- Dr. Bronner's Biodegradable Soap - Soaps and lotions, although biodegradable can affect the quality of our natural water sources, so it’s still best to wash yourself at least 200 feet from any water source.
- Hammock - Hammocks are actually good for you to sleep in because of the position of your neck and spine when cradled in one of these bad boys. This one's constructed with Repreve fabric which uses recycled plastic water bottles--9 to be exact!
- Hammock straps - When choosing a spot to string up your hammock, make sure the trees are strong (at least 8" in diameter), healthy leaves, no bare patches on the bark, wilting or dead branches. Try to avoid young trees, trees that produce sap, or that tend to attract crawling poisonous vines. It's also important to make sure your hammock straps are tree-friendly--meaning they won't damage or strip the bark of the trees you're using. If you come across a tree with stripping from a hammock strap, move onto the next one! That one probably needs a little break.
- Headlamps - Headlamps are pretty much essential when camping overnight or taking early morning hikes or late evening ones. These headlamps are made from 100% recyclable materials!
- Biodegradable wet wipes - Staying clean is the best way to prevent germs from spreading, but out in the backcountry this can be difficult without soap and water or wet wipes. Conventional wet wipes aren't biodegradable and will need to be packed up in a bear canister after being used. Instead, biodegradable ones like these will take up to a month to decompose--just dig a 6-8inch hole at least 200 ft away from a water source.

Material supplied>
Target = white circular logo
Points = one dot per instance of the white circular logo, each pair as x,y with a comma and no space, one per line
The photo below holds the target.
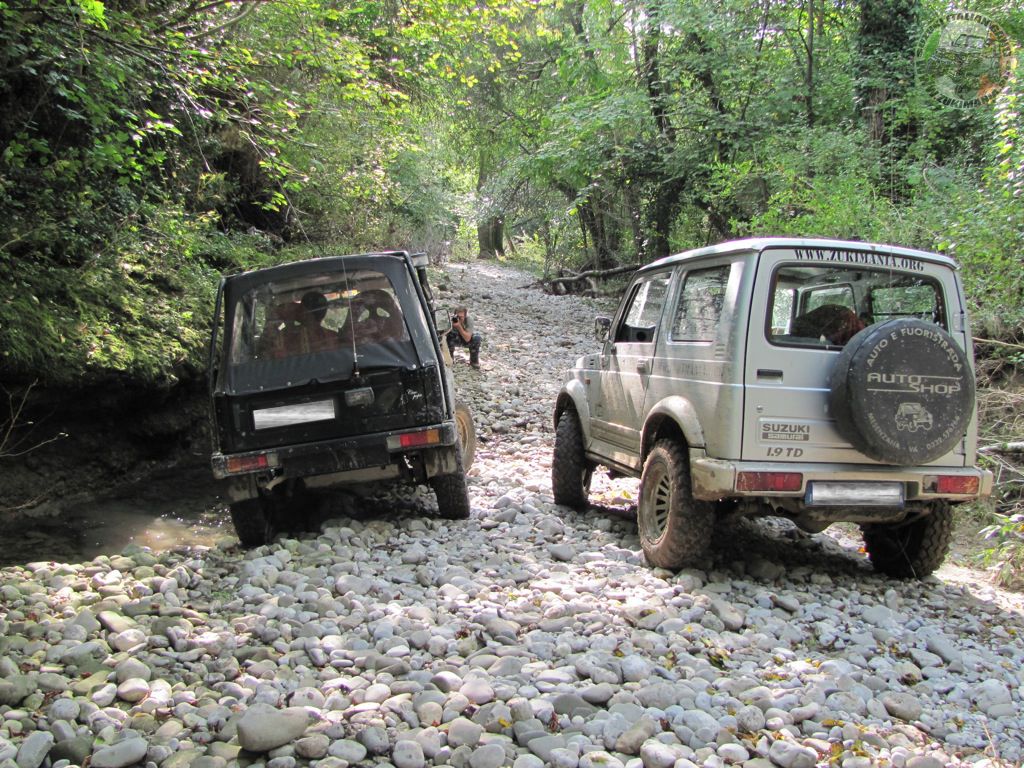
965,58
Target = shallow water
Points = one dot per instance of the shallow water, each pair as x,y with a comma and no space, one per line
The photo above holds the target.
172,510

Directions>
**a.** Decide whether each statement agrees with the camping gear list: (i) The hammock's fabric is made with nine recycled plastic water bottles. (ii) Conventional wet wipes are biodegradable. (iii) The headlamps are made from 100% recyclable materials. For each, answer yes or no and quote the words of the list that settle it.
**b.** Carry on with the camping gear list, starting after its last sentence.

Exercise answers>
**a.**
(i) Yes: "uses recycled plastic water bottles--9 to be exact!"
(ii) No: "Conventional wet wipes aren't biodegradable"
(iii) Yes: "These headlamps are made from 100% recyclable materials!"

**b.**
Leave No Trace
As a general rule of thumb, pack up everything you brought with you when you leave your campsite. Follow these Seven Principles of Leave No Trace to have a wonderful and sustainable trip into the wilderness:
- Plan Ahead & Prepare - Knowing the terrain and environment you will be traveling through will help reduce environmental damage, minimize resource damage, and is overall safer.
- Travel & Camp on Durable Surfaces - as a rule of thumb, camp at least 200 feet from water sources and do try not to disturb, trample or camp on top of vegetation. It’s also best to camp further away from other campsites to ensure a clear route for wildlife to access water sources.
- Dispose of Waste Properly - Aside from properly disposing of human waste, other forms of waste include greywater (used water from washing dishes, showering, or doing laundry). Carry the water 200 feet away from any water sources and scatter strained dishwater.
- Leave What You Find - Grabbing a souvenir from the campsite doesn’t seem like it would be a big deal, but for the wildlife in the area, it could. Did you know that pregnant deer depend on maple leaves for vitamin C? Or that birds building nests would need that tiny stick you found? All you should take from your trip is the memories and the sights. Leave everything else to the inhabitants!
- Minimize Campfire Impacts - In addition to the aforementioned best practices for campfires, you should always try to use stoves if you can bring them with you instead of traditional fire for cooking. These are fast, easy to operate and have a less severe impact on the campsites and surrounding areas. If you have a site with a fire ring, use that! These are built to contain fires which mean less risk involved--especially if you’re a beginner!
- Respect Wildlife - This is their home and they don’t want to be disturbed. Be considerate guests and view them from afar, keeping food safely packed away and trash contained as well. As we mentioned before, you should set up camp far enough away from other campsites so that animals can pass through.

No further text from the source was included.